- **Ações solicitadas**:
1 - Responda com base no trecho sobre a novela:
(a) Quanto tempo após a estreia a atriz começou a demonstrar insatisfação com a personagem?
(b) Quem interpretava a personagem Renata?
(c) Em que jornal e em que data foi publicada a declaração entre aspas?
2 - Como você reescreveria em forma de lista o parágrafo do trecho sobre a novela que começa com "Porém, não demorou muito", mantendo os fatos principais?
3 - Escreva a continuação do trecho sobre a novela a partir do ponto em que ele termina.

- **Trecho fornecido**:
------
Porém, não demorou muito para que a atriz, de personalidade forte e opinião firme, começasse a demonstrar insatisfação com a personagem dois meses após a estreia da novela. Com os índices caindo vertiginosamente, começaram os rumores de que Dina estava reclamando do texto e dos rumos de sua personagem. Isso se agravou quando uma possível relação homossexual entre Paloma e personagem Renata, interpretada por Lidia Brondi, começou a ser desenvolvida na novela, mesmo que nas entrelinhas.



“Não estou insatisfeita com a novela, nem com o Lauro. As pessoas ficam fofocando porque ele veio ao Rio para assistir minha peça e aproveitamos para conversar, coisa que só fazíamos pelo telefone, desde o começo da novela. Se a personagem é indefinida é porque assim está previsto no roteiro. Quanto ao tal relacionamento homossexual de Paloma com Renata, não sei de nada. O certo é que Paloma vai ter um deslumbramento por ela, pela sua liberdade, um fascínio que uma mulher de 37 anos pode ter por uma menina, mas dentro de uma relação mais para o maternal. É claro que o autor tem projeto para as duas, mas isso é segredo dele.” (Jornal do Brasil, 7 de outubro de 1979).
------
Excertos de dados de anotação de pontos:

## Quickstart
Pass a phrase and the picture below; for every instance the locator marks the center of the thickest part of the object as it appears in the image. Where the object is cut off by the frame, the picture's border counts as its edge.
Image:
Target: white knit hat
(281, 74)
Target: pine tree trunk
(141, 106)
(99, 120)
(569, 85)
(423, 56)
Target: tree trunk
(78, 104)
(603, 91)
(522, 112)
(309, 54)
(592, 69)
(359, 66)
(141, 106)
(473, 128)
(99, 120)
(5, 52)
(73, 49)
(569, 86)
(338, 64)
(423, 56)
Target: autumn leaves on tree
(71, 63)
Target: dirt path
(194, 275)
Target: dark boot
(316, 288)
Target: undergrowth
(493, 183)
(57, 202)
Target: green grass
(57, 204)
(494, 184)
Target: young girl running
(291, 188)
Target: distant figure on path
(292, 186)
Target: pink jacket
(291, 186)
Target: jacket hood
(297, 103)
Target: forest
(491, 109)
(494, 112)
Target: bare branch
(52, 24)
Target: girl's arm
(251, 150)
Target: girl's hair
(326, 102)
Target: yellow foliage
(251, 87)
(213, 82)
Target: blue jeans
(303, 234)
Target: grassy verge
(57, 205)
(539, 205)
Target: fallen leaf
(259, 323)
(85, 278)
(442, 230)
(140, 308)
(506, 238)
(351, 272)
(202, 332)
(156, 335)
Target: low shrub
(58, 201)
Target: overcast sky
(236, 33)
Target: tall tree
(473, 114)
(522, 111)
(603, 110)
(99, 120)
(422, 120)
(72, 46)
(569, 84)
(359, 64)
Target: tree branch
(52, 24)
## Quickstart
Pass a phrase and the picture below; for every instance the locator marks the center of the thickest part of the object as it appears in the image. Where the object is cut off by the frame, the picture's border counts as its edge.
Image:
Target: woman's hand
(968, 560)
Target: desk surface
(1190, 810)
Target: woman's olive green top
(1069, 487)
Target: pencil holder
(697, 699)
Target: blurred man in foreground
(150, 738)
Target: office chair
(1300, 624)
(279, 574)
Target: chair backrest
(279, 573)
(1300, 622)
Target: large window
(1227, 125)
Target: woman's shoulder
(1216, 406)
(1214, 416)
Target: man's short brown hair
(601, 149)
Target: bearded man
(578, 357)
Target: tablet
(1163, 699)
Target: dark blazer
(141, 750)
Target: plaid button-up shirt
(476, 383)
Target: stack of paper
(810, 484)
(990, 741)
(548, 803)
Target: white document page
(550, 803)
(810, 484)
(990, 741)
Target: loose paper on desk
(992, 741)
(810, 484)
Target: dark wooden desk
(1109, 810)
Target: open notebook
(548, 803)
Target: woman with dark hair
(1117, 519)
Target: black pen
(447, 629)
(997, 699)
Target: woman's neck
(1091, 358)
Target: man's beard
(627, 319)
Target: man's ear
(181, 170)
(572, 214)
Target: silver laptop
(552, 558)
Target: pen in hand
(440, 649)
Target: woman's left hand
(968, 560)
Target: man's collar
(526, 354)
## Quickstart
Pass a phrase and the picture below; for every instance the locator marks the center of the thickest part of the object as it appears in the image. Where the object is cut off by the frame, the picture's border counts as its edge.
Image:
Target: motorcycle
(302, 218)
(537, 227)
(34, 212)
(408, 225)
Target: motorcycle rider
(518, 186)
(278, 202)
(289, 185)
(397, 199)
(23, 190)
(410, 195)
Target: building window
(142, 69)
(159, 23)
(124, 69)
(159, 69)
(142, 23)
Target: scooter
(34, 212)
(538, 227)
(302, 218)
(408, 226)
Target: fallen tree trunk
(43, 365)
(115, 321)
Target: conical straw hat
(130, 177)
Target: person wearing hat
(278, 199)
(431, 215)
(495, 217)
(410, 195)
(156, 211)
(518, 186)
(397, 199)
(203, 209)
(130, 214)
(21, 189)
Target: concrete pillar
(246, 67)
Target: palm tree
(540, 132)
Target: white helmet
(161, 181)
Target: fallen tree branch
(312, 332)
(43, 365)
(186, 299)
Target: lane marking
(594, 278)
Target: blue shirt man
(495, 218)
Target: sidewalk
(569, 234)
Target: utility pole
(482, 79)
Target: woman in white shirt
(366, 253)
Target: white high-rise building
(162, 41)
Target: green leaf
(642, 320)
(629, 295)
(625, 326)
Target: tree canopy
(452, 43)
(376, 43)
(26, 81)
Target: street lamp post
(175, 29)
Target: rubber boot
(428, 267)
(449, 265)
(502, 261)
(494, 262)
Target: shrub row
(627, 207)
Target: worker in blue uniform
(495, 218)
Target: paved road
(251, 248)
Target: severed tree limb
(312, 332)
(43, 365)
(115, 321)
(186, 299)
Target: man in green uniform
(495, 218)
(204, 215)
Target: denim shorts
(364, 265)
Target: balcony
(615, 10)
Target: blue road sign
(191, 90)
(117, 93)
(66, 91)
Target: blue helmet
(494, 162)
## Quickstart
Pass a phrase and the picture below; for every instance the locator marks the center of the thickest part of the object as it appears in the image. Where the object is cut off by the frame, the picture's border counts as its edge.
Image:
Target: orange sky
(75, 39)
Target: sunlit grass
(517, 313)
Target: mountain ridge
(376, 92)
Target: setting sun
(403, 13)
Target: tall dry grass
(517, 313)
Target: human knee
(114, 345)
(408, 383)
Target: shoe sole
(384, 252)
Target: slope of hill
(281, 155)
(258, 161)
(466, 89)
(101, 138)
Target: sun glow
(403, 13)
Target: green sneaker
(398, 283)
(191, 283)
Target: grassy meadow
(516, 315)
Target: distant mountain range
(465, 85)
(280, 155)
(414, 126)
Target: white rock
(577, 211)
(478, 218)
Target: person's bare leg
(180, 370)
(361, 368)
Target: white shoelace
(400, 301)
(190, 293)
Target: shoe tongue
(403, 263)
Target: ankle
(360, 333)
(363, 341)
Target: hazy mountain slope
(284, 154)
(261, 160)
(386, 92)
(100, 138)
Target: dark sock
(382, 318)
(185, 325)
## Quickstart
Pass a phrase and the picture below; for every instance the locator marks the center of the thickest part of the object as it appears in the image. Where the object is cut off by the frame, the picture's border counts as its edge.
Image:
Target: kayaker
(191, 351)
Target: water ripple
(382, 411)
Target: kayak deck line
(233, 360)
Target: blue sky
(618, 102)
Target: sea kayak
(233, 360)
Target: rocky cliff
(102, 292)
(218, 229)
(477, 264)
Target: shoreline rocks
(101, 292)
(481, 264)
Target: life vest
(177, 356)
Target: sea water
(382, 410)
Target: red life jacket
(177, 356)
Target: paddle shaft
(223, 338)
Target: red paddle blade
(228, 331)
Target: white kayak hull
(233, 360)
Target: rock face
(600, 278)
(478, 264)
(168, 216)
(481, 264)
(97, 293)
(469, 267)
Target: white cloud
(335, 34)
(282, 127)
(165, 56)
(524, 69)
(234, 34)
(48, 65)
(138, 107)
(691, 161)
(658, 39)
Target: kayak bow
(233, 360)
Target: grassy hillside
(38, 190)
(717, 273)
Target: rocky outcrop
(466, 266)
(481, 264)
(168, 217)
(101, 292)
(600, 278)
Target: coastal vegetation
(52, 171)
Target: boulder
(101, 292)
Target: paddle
------
- **Respostas por tarefa**:
1 -
(a) Dois meses após a estreia da novela.
(b) Lidia Brondi.
(c) No Jornal do Brasil, em 7 de outubro de 1979.

2 -
- A atriz, de personalidade forte e opinião firme, começou a mostrar insatisfação com a personagem dois meses após a estreia da novela.
- Com a queda vertiginosa dos índices, surgiram rumores de que Dina reclamava do texto e dos rumos da personagem.
- A situação se agravou quando a novela passou a desenvolver, ainda que nas entrelinhas, uma possível relação homossexual entre Paloma e Renata, personagem de Lidia Brondi.

3 -
Detectando essa insinuação, Boni determinou que a personagem Paloma começasse a perder força na história. A razão dessa decisão seria que a protagonista é supertensa, ou nas palavras da crítica, uma neurótica, e por isso ela estaria asfixiando o telespectador. O problema maior estava no fato de não saber se Lauro César desejava Paloma exatamente deste jeito, ou se Dina Sfat estava dando tal dimensão à personagem.

Outro problema que começou a abalar a relação de Lauro César com a Globo foi o ataque as multinacionais, representados pelas fábricas fictícias Welkson e Eltsen. A primeira era uma crítica velada à Nestlé. O engraçado é que na entrevista do autor ao jornal O Globo, esse era um dos temas polêmicos que viria a ser retratado e que a alta cúpula da emissora deixou passar batido:



“A Welkson, uma multinacional do leite, entra de sola e provoca uma concorrência fora das medidas. Aí a novela parte para outra discussão. Até que ponto é benéfica a intromissão de uma multinacional num mercado onde já existe uma empresa similar (a Eltsen)? Nesse momento, entra, é claro, minha intervenção em favor da empresa brasileira. Mas sem fazer proselitismo em torno do assunto.” (O Globo, 20 de agosto de 1979)

Mas pressão dos anunciantes fez com que o Doutor Roberto Marinho tomasse medidas drásticas. Como uma ameaça da Nestlé em tirar toda a publicidade do canal, caso não houvesse uma modificação na visão que ele estava dando à multinacional fictícia (Welkson), que era a fonte de crítica velada à própria Nestlé. Sobre esses problemas, Lauro relatou em sua biografia, da Coleção Aplauso:

“Fiz então uma guerrilha moleque, fui muito atrevido e chamei a empresa de Eltsen. Ninguém se deu conta por muito tempo de que eu estava subliminarmente atacando uma multinacional do leite. Até o dia em que um operário da Eltsen ficou diante do espelho. Então foi possível a todo Brasil ler, com clareza, Nestlé. Eu me divertia enquanto alguns preparavam meu túmulo na TV Globo.”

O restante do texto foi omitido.